▶ **What you need to do**
Copy exactly, please, the line that has "</instance>" in it along with every line after it to the end of the listing.

*** Begin section ***

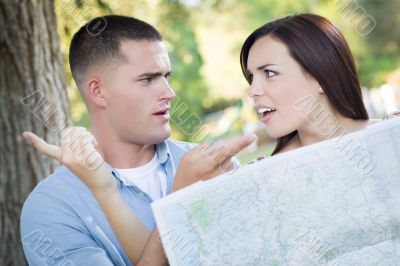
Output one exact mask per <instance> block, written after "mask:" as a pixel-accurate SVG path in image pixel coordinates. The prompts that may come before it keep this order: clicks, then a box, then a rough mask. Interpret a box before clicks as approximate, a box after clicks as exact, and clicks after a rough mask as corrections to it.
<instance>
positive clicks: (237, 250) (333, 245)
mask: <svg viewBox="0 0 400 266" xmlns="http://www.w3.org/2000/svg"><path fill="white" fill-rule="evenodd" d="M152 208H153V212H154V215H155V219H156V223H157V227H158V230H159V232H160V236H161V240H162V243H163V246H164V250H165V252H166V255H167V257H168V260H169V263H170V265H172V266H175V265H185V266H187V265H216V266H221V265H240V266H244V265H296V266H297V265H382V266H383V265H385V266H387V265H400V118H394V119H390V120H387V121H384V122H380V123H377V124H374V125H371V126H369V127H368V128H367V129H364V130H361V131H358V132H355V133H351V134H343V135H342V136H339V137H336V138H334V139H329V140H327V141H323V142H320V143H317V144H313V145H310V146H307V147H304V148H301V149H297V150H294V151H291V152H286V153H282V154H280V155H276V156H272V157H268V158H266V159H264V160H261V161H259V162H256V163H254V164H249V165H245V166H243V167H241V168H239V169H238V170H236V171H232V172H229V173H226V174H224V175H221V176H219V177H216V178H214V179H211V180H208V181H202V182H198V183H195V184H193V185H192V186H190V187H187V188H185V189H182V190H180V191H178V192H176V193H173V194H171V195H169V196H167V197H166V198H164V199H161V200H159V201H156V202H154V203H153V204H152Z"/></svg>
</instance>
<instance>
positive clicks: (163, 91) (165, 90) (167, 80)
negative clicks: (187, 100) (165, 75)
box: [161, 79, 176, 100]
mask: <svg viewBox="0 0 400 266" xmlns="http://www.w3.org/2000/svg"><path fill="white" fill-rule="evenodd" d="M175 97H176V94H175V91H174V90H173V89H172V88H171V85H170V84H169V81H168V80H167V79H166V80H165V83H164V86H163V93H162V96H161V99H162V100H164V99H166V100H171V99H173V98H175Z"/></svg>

*** End section ***

▶ **Answer section**
</instance>
<instance>
positive clicks: (163, 91) (165, 90) (167, 80)
negative clicks: (187, 100) (165, 75)
box: [161, 79, 176, 100]
mask: <svg viewBox="0 0 400 266" xmlns="http://www.w3.org/2000/svg"><path fill="white" fill-rule="evenodd" d="M175 97H176V94H175V91H174V90H173V89H172V88H171V85H170V84H169V81H168V80H167V79H166V80H165V83H164V86H163V93H162V96H161V99H162V100H164V99H166V100H171V99H173V98H175Z"/></svg>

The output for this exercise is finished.